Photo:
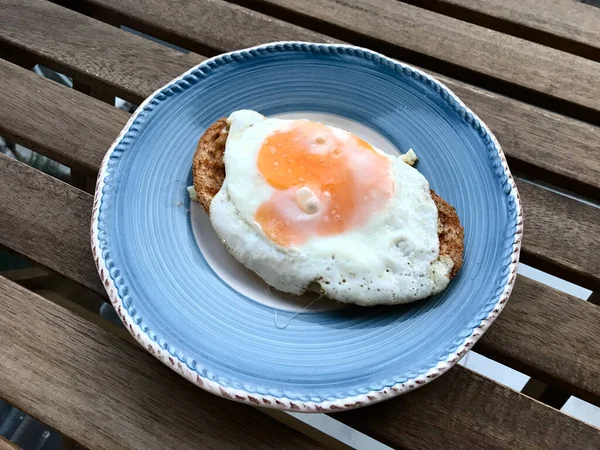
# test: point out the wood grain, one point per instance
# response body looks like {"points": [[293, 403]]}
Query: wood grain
{"points": [[547, 334], [563, 24], [453, 47], [107, 393], [545, 145], [34, 109], [566, 247], [561, 223], [99, 54], [533, 317], [438, 415], [47, 221], [203, 26], [5, 444]]}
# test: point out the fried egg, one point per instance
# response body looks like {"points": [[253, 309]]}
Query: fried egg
{"points": [[304, 204]]}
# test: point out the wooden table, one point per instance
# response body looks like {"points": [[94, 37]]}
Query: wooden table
{"points": [[529, 68]]}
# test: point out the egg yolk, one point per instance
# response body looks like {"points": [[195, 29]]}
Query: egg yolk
{"points": [[326, 182]]}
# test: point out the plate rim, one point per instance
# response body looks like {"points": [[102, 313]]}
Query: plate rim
{"points": [[180, 365]]}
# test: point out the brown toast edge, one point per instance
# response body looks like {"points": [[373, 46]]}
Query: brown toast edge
{"points": [[208, 170]]}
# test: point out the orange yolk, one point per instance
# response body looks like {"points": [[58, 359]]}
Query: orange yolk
{"points": [[347, 179]]}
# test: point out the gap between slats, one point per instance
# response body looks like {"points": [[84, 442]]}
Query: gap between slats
{"points": [[47, 182], [575, 256], [550, 81], [565, 25], [61, 243], [530, 135], [107, 393], [71, 378]]}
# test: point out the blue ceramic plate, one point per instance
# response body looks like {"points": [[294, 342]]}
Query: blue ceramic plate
{"points": [[197, 310]]}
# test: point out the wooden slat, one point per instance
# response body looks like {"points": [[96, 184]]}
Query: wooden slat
{"points": [[573, 256], [535, 314], [508, 64], [569, 227], [69, 42], [530, 136], [437, 415], [105, 392], [213, 26], [44, 219], [462, 400], [563, 24], [549, 335], [33, 110], [5, 444]]}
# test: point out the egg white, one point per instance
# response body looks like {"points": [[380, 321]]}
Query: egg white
{"points": [[392, 258]]}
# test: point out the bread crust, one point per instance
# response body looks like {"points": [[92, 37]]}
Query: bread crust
{"points": [[208, 170]]}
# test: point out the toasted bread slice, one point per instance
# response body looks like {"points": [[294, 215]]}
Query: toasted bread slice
{"points": [[208, 170]]}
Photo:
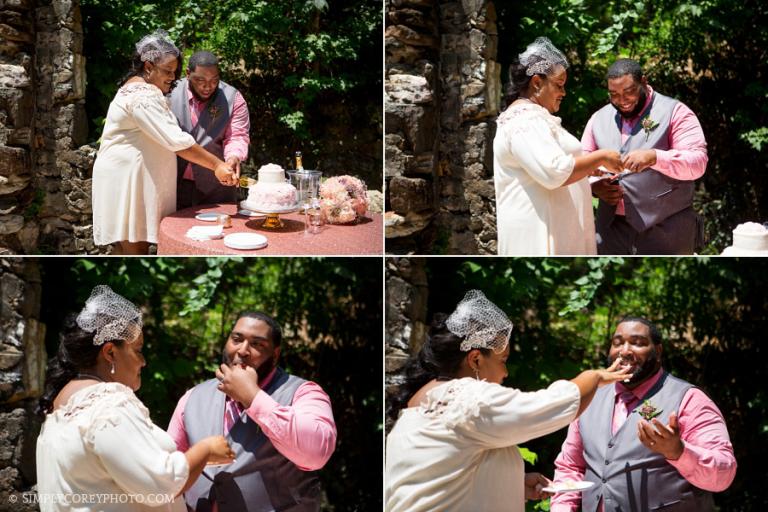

--------------------------------------------------

- **WHAT IS REQUIRED**: Can you copy everything from the line containing "# test: point out the wooden slat, one" down to the end of the records, substituting "toast crust" for "bread crust", leaving the rest unchanged and the pictures out?

- **RIGHT ANSWER**:
# test: point out the wooden slat, one point per instance
# response body looks like {"points": [[96, 184]]}
Query: wooden slat
{"points": [[573, 256], [535, 314], [508, 64], [569, 227], [69, 42], [530, 136], [437, 415], [105, 392], [213, 26], [44, 219], [462, 400], [563, 24], [549, 335], [33, 110], [5, 444]]}
# test: point out the egg white, one point per instance
# response body looks like {"points": [[380, 321]]}
Query: egg white
{"points": [[392, 258]]}
# test: point out the toast crust, one point per instance
# response body looks like {"points": [[92, 37]]}
Query: toast crust
{"points": [[208, 170]]}
# test: point out the toasted bread slice, one point per instance
# response body looks like {"points": [[294, 215]]}
Query: toasted bread slice
{"points": [[208, 170]]}
Photo:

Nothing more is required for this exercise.